[Opening INPUT FOR THIS TASK section]

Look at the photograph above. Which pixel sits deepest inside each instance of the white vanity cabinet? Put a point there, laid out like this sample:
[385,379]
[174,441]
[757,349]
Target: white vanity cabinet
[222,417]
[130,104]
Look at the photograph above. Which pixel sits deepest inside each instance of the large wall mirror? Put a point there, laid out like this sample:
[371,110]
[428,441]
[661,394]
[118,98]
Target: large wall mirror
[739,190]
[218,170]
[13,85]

[Closing INPUT FOR THIS TASK section]

Among the records, find every line holding the word "above" and copy it.

* _SOLUTION_:
Look at the photograph above. Which pixel sits deepest inside each instance of the white vanity cabinet? Put a point there, laid out like this sample:
Look at the photograph above. Which pixel sits deepest inside each instance of the large wall mirror? Put a point there, laid out like this sample:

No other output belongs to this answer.